Daftar Tugas:
1. Ringkaslah paragraf yang diawali "Namun, Babel bukan sekadar kampus biasa" dalam artikel tentang novel Babel menjadi daftar poin yang tetap memuat fakta-fakta utamanya.
2. Tampilkan tanpa perubahan bagian artikel tentang novel Babel mulai dari "Menelisik Peran Penerjemahan" sampai dengan "pendidikan, dan bahasa.".

Teks Bacaan:

Menelisik Peran Penerjemahan melalui Novel Babel karya R.F. Kuang
“Translation agencies have always been indispensable tools of—nay, the centres of—great civilizations.”
Pernahkah Sahabat LBI membayangkan jika penerjemahan bukan hanya tentang mengalihkan kata dari satu bahasa ke bahasa lain, tapi juga menjadi alat pembebasan sekaligus alat penindasan? Novel Babel karya R.F. Kuang hadir sebagai salah satu karya fiksi yang berani mengguncang pandangan kita mengenai peran seorang penerjemah di tengah konflik kolonialisme, pendidikan, dan bahasa.
Melalui kisah yang intens dan penuh lapisan makna, Babel tidak hanya menawarkan fiksi sejarah alternatif, tapi juga menjadi bacaan penting untuk siapa pun yang tertarik pada dunia bahasa.
Seperti apa Babel melukiskan dunia penerjemahan? Mari kita telusuri!
Sekilas Tentang Babel
Novel Babel, Or the Necessity of Violence: An Arcane History of the Oxford Translators' Revolution karya R.F. Kuang adalah karya fiksi sejarah dengan sentuhan fantasi akademik yang rilis pada tahun 2022. Cerita ini berpusat pada Robin Swift, seorang anak yatim piatu asal Tiongkok yang dibawa ke Inggris dan akhirnya diterima di Royal Institute of Translation alias Babel. Babel merupakan lembaga elit Oxford yang mengajarkan ilmu bahasa dan penerjemahan.
Namun, Babel bukan sekadar kampus biasa. Di dunia alternatif yang diciptakan R.F. Kuang, Inggris pada abad ke-19 memiliki kekuatan magis bernama silver-working, yaitu sihir berbasis bahasa yang memanfaatkan batang perak bertuliskan pasangan kata (match-pairs) dari dua bahasa berbeda. Efek sihir muncul dari celah makna di antara dua kata yang diterjemahkan. Silver-working menjadi kekuatan magis yang dimanfaatkan Inggris untuk menguatkan praktik imperialisme dan kolonialisme. Inggris pun semakin tumbuh menjadi kekuatan yang tak tertandingi.
Seiring waktu, Robin pun menyadari bahwa pengabdiannya pada Babel berarti pengkhianatan pada tanah airnya, terutama ketika Inggris memutuskan untuk berperang melawan Tiongkok demi perak dan candu. Dari sinilah pergolakan batin Robin bermula antara kesetiaan pada institusi atau perjuangan demi keadilan.

Cuplikan Baris Data:

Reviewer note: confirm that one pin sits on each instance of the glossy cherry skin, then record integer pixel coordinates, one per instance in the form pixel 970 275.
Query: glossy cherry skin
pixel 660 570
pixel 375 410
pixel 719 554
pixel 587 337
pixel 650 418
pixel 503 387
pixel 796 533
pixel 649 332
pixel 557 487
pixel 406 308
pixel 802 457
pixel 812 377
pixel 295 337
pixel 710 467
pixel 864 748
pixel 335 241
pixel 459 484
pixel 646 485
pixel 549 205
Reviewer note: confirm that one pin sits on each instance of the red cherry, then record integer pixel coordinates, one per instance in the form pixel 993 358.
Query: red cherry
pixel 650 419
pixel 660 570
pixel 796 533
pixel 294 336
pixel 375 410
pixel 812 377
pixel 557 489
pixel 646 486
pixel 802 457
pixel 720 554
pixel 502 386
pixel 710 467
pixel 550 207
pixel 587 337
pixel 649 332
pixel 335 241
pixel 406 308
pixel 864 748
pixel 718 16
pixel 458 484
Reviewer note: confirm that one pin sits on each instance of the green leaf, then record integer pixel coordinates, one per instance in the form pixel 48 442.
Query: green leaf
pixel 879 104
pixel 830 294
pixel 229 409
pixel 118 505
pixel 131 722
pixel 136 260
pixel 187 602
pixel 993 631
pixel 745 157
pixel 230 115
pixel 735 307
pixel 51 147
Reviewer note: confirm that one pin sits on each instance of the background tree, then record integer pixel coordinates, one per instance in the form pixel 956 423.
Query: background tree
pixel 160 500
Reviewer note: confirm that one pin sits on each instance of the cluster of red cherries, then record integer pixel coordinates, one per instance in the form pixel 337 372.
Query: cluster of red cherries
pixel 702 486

Jawaban Tiap Tugas:
1.
- Babel bukan kampus biasa.
- Di dunia alternatif ciptaan R.F. Kuang, Inggris abad ke-19 memiliki kekuatan magis bernama silver-working.
- Silver-working adalah sihir berbasis bahasa yang memanfaatkan batang perak bertuliskan pasangan kata (match-pairs) dari dua bahasa berbeda.
- Efek sihirnya muncul dari celah makna di antara dua kata yang diterjemahkan.
- Inggris memanfaatkan silver-working untuk menguatkan praktik imperialisme dan kolonialisme sehingga menjadi kekuatan yang tak tertandingi.

2.
Menelisik Peran Penerjemahan melalui Novel Babel karya R.F. Kuang
“Translation agencies have always been indispensable tools of—nay, the centres of—great civilizations.”
Pernahkah Sahabat LBI membayangkan jika penerjemahan bukan hanya tentang mengalihkan kata dari satu bahasa ke bahasa lain, tapi juga menjadi alat pembebasan sekaligus alat penindasan? Novel Babel karya R.F. Kuang hadir sebagai salah satu karya fiksi yang berani mengguncang pandangan kita mengenai peran seorang penerjemah di tengah konflik kolonialisme, pendidikan, dan bahasa.